_SUPPLIED RECORDS_:
________________________

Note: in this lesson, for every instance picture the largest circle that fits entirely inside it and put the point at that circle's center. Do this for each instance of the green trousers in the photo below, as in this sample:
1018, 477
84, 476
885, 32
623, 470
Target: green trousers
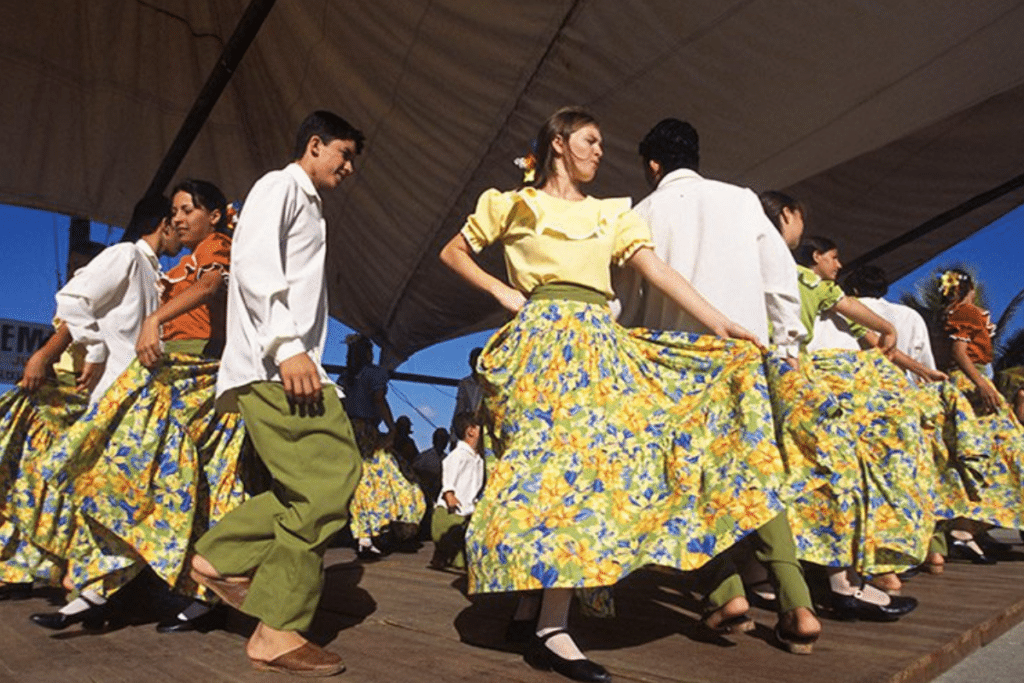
283, 534
448, 530
773, 547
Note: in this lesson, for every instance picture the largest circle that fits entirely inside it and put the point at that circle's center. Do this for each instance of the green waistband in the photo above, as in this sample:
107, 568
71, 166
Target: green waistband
568, 292
188, 346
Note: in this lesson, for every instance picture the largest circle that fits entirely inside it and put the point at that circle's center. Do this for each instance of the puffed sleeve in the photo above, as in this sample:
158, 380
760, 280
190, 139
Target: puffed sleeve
824, 294
632, 232
965, 324
488, 222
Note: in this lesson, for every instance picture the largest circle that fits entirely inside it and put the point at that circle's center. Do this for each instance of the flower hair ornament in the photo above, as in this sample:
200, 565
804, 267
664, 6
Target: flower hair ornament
233, 209
949, 282
527, 164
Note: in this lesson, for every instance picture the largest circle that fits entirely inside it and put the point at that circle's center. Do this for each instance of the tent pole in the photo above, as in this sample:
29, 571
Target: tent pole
236, 48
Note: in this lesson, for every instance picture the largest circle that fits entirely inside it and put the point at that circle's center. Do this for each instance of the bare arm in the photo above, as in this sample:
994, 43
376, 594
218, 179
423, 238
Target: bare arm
38, 366
858, 312
206, 289
458, 256
662, 275
990, 398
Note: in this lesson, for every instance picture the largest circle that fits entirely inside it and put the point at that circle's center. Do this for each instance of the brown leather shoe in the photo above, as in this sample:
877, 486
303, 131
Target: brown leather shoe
308, 660
232, 590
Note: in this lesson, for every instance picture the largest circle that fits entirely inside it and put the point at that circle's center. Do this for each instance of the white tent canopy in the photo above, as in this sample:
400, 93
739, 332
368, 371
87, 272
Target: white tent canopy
880, 116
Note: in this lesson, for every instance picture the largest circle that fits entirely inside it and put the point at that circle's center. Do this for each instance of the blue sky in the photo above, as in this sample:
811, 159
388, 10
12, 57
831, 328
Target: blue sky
36, 244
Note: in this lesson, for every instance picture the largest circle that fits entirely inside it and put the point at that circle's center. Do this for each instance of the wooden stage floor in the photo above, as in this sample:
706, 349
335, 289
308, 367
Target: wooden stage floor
396, 621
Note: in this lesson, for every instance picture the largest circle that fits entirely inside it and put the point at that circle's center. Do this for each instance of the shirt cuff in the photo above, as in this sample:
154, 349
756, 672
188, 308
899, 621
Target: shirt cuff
287, 349
95, 352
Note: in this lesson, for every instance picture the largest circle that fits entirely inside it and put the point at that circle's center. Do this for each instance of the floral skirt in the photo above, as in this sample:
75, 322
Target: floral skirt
876, 514
30, 425
617, 449
980, 459
384, 496
145, 473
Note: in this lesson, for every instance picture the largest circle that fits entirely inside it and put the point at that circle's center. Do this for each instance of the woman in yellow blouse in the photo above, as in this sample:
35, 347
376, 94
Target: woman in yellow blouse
619, 447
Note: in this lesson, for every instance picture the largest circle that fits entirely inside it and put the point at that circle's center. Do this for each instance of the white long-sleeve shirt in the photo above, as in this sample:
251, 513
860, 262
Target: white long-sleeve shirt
104, 303
276, 296
717, 236
462, 473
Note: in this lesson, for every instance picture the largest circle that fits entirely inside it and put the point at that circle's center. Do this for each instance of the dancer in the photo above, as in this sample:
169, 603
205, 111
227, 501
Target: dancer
709, 230
136, 481
107, 300
266, 557
876, 515
607, 436
462, 481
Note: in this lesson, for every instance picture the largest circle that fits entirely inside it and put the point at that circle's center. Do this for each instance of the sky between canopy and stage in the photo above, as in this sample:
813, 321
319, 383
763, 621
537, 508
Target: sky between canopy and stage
36, 248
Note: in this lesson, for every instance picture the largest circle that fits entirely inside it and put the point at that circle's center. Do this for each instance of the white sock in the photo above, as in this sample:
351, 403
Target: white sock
554, 615
845, 581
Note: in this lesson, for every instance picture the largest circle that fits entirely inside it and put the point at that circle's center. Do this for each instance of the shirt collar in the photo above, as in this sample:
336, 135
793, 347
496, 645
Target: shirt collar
304, 181
151, 255
678, 174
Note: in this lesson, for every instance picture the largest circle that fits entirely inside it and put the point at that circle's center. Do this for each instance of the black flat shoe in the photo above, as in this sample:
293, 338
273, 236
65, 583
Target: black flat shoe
963, 550
15, 591
519, 630
211, 621
540, 656
92, 619
850, 607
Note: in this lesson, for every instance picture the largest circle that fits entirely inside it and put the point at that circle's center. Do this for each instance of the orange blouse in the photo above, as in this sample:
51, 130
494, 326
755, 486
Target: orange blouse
967, 323
206, 322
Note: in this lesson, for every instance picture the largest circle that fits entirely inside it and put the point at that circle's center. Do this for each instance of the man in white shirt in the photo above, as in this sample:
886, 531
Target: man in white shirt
462, 481
104, 303
718, 237
266, 556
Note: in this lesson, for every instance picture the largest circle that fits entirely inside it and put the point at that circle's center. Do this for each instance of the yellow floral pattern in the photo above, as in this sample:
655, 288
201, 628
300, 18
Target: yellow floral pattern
876, 513
620, 449
384, 496
140, 477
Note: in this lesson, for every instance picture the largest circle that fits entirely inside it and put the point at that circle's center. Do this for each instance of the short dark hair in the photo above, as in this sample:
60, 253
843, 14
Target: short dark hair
673, 143
463, 421
327, 126
804, 253
773, 202
206, 196
866, 281
146, 217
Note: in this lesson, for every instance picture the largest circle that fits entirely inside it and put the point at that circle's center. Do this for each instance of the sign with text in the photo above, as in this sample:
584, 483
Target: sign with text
18, 340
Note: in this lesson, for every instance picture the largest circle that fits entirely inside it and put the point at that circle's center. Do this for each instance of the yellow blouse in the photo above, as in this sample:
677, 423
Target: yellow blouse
551, 240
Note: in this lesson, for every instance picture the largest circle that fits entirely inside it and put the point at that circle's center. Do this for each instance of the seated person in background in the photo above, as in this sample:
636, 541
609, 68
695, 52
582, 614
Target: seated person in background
462, 482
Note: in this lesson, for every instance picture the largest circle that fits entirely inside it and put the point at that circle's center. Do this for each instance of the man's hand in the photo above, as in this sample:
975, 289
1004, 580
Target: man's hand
147, 347
35, 372
302, 384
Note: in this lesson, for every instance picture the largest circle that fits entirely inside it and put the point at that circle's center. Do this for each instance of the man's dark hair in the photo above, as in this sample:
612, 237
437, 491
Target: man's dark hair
867, 281
804, 254
462, 422
673, 143
146, 216
328, 127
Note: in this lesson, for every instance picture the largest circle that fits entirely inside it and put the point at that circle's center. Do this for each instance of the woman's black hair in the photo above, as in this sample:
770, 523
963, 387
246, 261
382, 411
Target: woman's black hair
206, 196
773, 202
804, 253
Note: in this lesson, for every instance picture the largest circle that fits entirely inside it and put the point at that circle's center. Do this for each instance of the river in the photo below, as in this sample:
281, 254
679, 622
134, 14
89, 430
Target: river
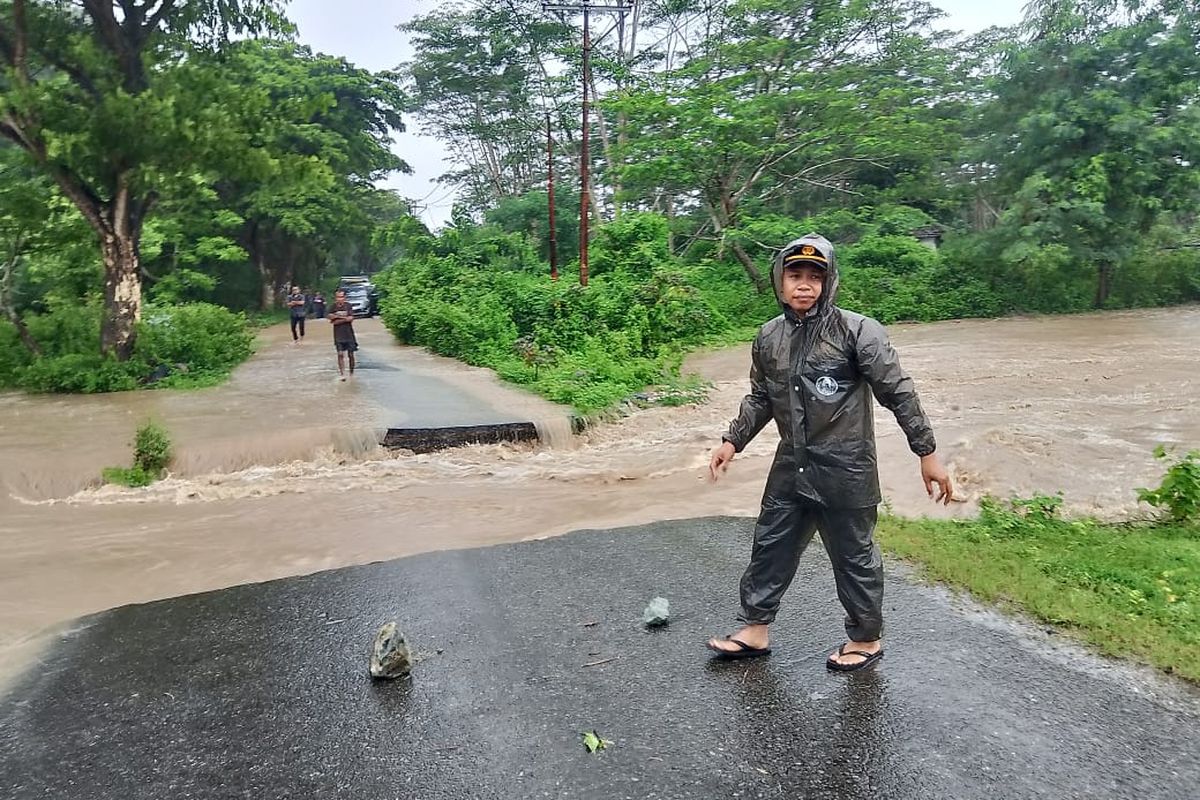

________________________

_OBJECTIVE_:
Count the lines above that contain the string "white", treating uppercase and lowercase letters as different. Give only the number.

_REPLY TO THE EXERCISE_:
8